═══ Provided passage

Flight time to Karachi, 2 minutes. Flight time to Beijing, 5 minutes.
Such engines, known as "cryogenic" engines, are fueled by liquid hydrogen and liquid oxygen. Rockets using these materials are primarily used to launch 2.5-ton communications satellites to orbits 22,000 miles above the earth. At that altitude, they match the speed of the rotating Earth and therefore stay fixed at one point above the ground. Only a few countries - including the United States, Russia and France - can build cryogenic engines. "It is a great milestone. I was never in doubt it would happen and I am happy it has happened now," said Rakesh Sharma, who traveled on a Russian spacecraft in 1984, becoming India’s first man in space. Sharma said the technology was "crucial to the ultimate moon shot," alluding to India’s plan to send a manned mission to the moon before 2015.
They or the Chinese might get there before we get back.
The advance could also give India the ability to build intercontinental ballistic missiles. India has nuclear weapons and tested them in 1974 and 1998. India developed a rudimentary form of its cryogenic technology in 2001 and several tests were held after that to fine-tune it.

══════

> Required task:
Can you extend the passage on India's cryogenic rocket engines, picking up right after its final sentence? These records have nothing to do with the passage on India's cryogenic rocket engines.

═══ Dataset entries

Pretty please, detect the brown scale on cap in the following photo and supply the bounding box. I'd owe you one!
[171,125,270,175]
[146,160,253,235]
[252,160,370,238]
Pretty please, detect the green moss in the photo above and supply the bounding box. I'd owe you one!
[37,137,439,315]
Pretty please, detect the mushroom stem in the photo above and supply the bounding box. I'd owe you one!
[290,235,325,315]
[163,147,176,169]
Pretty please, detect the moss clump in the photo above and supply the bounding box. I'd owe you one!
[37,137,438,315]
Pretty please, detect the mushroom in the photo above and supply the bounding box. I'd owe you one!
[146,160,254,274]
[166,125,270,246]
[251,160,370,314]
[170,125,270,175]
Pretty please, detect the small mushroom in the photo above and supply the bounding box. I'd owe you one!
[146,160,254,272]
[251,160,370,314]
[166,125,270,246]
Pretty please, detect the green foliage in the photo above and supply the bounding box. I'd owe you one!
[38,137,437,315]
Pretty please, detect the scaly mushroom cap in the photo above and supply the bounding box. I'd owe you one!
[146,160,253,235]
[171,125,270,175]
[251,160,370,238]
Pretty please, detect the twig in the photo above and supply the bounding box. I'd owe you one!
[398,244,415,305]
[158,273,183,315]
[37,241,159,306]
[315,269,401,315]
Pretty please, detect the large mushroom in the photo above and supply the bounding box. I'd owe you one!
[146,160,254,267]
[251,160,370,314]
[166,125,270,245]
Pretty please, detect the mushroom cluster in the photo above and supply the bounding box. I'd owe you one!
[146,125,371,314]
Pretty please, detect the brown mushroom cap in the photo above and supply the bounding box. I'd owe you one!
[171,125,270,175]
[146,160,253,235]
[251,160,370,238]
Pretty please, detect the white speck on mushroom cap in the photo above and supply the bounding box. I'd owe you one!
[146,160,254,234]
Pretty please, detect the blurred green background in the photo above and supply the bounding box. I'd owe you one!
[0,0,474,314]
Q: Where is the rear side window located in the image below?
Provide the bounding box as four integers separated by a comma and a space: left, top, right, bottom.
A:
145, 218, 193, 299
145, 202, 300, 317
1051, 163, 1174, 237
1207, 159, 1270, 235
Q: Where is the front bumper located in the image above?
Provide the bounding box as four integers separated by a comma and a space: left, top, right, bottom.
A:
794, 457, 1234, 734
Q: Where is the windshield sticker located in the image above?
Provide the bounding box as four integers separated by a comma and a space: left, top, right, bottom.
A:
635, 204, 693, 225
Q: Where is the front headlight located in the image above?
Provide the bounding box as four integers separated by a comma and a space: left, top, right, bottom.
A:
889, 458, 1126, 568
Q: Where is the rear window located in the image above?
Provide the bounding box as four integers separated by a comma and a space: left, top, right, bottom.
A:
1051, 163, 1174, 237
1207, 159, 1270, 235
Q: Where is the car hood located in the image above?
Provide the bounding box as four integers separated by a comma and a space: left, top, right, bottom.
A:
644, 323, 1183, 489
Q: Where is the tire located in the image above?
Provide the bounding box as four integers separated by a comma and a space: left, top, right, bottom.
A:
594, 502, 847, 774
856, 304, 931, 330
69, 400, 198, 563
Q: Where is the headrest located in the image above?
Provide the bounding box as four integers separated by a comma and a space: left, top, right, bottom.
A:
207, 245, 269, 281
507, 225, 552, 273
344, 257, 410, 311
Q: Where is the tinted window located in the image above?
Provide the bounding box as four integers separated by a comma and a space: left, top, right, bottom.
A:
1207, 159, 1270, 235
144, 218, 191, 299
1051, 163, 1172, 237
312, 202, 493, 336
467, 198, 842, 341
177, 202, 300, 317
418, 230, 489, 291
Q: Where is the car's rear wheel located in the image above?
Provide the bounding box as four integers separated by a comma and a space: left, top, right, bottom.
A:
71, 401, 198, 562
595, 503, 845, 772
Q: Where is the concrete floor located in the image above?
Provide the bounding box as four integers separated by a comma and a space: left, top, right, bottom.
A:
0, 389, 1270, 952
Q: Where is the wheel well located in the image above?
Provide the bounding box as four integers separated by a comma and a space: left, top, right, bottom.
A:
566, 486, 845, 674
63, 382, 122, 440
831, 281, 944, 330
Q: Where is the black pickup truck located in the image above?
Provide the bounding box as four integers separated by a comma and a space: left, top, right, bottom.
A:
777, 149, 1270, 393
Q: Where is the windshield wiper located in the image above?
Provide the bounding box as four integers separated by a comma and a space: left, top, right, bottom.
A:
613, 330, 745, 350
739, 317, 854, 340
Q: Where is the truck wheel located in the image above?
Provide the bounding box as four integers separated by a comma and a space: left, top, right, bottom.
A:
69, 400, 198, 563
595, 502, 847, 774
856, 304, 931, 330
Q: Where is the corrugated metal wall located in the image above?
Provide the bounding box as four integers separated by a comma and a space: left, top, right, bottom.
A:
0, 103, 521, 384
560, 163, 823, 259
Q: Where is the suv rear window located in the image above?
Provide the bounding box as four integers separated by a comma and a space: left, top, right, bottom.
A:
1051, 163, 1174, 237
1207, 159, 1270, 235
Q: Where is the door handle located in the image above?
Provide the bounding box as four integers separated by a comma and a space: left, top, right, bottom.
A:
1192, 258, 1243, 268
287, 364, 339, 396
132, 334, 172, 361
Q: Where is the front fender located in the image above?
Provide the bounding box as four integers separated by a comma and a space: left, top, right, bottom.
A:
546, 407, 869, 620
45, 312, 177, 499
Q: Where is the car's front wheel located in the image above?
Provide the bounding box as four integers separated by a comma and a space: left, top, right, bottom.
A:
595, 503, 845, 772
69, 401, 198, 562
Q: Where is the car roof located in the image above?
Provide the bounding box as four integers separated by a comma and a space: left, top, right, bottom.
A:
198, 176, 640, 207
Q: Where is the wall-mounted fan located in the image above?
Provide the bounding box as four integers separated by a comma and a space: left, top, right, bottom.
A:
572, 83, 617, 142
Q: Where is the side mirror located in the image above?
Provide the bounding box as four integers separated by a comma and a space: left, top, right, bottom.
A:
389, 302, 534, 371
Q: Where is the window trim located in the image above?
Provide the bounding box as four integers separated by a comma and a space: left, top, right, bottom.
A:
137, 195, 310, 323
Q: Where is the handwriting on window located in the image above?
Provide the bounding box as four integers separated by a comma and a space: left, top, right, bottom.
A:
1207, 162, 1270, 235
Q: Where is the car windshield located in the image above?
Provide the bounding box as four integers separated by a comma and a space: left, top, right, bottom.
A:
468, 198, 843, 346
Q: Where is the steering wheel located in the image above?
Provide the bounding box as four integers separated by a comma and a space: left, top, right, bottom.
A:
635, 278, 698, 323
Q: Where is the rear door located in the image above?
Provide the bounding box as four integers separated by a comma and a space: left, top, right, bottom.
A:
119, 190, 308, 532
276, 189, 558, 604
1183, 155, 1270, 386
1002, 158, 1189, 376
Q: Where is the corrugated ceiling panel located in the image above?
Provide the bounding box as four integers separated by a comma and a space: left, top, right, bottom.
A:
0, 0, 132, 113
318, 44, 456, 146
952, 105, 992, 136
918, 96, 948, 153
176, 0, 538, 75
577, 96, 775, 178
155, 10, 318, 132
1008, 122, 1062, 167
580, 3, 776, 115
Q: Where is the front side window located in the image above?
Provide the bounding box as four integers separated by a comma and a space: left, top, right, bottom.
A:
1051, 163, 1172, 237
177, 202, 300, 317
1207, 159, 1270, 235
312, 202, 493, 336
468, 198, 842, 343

══════

> Task result:
Posted by:Steve White

#2  I worked out in the missile patch around McConnell for three years. The payload didn't bother me, but the fuel scared the crap out of me.
Titan IIs used Nitrogen Tetroxide for a oxidizer and Aerozine-50 as fuel. A-50 is a 50/50 mix of Hydrazine and UDMH. The oxidizer and fuel are hyperbolic, they ignite when mixed. They would also turn your lungs to water and cause your eyeballs to melt.
Posted by: Steve   2003-12-6 9:54:40 PM  

#1  I'm not familiar with any hydrogen LOX ICBMs. I guess the Atlas was the last US ICBM to use liquid oxygen... doesn't exactly store well.